[START Records for this exercise]
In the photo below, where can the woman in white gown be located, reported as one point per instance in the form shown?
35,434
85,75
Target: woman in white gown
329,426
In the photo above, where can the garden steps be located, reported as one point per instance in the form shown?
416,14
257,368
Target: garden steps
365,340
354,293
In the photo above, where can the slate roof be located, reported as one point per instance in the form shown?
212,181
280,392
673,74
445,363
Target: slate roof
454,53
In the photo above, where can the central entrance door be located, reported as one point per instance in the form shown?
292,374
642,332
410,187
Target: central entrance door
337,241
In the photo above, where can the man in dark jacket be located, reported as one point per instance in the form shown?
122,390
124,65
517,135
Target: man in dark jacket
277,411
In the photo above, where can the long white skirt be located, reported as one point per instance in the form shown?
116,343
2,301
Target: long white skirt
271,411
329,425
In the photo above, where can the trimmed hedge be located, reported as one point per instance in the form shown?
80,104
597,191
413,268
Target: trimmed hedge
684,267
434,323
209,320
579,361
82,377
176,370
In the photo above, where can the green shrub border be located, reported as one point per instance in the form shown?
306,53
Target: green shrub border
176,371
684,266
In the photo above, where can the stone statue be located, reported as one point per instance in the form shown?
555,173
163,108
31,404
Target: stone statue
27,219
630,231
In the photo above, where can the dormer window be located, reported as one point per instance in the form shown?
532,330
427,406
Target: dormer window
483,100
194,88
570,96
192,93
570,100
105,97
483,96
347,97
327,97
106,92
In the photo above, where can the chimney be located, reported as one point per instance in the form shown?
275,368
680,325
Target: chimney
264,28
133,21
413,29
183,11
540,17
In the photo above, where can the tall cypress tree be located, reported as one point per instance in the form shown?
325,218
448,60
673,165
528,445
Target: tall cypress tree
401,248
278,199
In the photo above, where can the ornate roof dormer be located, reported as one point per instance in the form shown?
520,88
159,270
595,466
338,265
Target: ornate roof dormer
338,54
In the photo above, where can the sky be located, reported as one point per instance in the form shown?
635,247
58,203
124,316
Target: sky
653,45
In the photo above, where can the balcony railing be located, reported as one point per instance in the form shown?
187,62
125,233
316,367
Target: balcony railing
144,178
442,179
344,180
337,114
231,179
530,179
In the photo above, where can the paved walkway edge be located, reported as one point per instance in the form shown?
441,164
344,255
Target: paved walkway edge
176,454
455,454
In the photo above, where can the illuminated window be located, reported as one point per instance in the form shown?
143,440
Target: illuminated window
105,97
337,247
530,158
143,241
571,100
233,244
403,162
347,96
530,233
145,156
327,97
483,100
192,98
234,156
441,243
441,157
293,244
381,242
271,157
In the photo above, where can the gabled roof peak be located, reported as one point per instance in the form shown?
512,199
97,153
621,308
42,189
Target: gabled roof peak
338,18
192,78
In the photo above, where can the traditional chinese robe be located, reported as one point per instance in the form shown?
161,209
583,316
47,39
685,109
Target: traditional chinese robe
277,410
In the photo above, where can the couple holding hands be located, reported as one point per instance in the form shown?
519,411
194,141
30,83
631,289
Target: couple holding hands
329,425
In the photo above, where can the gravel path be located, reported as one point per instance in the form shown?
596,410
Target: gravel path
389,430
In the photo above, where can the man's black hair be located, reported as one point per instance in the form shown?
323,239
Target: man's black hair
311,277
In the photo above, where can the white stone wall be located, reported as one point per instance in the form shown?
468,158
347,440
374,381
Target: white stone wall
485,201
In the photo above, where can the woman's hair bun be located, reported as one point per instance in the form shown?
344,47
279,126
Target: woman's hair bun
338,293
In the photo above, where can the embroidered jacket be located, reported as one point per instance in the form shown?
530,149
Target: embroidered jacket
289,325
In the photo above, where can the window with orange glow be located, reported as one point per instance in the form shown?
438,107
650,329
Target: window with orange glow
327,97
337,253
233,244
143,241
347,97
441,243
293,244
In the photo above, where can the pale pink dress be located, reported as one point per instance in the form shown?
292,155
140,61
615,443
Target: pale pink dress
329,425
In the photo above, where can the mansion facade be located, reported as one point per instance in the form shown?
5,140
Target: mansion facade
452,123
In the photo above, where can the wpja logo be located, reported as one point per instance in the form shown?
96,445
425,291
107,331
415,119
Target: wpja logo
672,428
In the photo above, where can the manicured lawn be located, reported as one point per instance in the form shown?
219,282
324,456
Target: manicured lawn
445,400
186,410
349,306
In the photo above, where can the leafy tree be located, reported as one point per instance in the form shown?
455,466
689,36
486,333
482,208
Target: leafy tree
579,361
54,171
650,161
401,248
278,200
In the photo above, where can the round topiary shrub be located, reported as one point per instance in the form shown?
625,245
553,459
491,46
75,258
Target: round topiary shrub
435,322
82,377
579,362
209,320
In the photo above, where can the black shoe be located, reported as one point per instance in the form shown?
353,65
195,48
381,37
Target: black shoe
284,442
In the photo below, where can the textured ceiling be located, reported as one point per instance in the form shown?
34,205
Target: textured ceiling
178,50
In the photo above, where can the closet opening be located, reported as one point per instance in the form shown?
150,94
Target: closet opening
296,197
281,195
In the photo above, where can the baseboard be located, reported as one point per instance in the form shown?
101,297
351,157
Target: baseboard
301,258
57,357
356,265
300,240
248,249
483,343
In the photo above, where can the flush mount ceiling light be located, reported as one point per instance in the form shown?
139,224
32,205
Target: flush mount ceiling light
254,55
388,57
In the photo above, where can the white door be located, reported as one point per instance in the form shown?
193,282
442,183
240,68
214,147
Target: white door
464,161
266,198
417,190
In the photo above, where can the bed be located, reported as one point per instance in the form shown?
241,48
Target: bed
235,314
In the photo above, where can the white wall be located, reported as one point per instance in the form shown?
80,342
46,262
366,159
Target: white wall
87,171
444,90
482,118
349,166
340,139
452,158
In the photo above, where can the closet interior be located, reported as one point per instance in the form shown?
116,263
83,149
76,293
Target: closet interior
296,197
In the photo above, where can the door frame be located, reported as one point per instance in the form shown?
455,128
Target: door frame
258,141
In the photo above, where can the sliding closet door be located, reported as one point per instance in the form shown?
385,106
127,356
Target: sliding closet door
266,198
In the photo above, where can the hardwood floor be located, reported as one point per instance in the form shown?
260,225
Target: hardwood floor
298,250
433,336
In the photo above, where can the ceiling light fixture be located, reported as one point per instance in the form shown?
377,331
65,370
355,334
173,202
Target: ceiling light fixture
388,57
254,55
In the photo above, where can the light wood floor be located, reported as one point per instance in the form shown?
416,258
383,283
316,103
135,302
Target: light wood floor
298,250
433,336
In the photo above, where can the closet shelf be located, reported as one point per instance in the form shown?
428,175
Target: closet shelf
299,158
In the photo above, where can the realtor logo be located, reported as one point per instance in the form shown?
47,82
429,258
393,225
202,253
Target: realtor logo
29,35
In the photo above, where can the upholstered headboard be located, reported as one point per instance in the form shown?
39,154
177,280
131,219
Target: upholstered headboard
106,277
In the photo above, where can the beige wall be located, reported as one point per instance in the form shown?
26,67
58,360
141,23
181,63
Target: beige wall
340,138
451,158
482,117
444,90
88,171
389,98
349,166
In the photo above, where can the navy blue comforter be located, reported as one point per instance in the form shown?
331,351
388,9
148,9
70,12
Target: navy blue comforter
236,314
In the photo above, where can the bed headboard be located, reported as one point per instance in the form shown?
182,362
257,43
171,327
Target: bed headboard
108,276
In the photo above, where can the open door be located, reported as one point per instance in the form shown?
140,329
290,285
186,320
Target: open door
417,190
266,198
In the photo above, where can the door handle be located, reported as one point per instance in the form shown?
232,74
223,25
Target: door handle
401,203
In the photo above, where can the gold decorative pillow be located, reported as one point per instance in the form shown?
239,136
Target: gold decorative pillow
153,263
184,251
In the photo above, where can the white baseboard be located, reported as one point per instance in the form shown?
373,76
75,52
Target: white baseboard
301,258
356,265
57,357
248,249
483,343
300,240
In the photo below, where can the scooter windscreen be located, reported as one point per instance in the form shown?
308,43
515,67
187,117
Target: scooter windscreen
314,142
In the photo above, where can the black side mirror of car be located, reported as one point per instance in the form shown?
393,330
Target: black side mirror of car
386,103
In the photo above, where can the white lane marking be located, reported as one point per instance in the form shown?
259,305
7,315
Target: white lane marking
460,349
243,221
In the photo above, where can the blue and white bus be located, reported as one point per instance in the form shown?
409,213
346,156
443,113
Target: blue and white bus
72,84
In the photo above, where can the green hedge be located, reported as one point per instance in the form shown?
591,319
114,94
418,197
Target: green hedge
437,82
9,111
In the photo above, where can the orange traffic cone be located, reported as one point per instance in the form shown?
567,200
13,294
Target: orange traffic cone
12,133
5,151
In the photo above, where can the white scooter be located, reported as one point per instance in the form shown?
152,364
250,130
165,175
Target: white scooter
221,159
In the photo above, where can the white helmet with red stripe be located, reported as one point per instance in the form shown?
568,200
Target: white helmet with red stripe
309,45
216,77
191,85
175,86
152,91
[END Records for this exercise]
(Challenge):
Substitute "moped" for "scooter" in the lines starting at the one containing "In the photo above, where can the green hedge" and ending with the last of the entries, leaving everything else unchanged.

(Reply):
In the photo above, where can the green hedge be located, reported as one point per instance in the form shown?
591,319
114,94
418,197
Target: green hedge
437,82
9,111
In the photo above, where can the orange traffic cone be located, reported as one point per instance in the form shown?
567,200
13,294
Target: orange traffic cone
12,133
5,151
In the photo above, where can the white moped be located, reported as one point per instance in the form shown?
152,364
250,130
165,175
Target: white moped
221,159
In the photo above, where can the white helmet with red stripe be located, reported as one point per instance in the form shown?
568,200
Target: white helmet with red stripe
309,45
216,77
191,85
175,86
152,91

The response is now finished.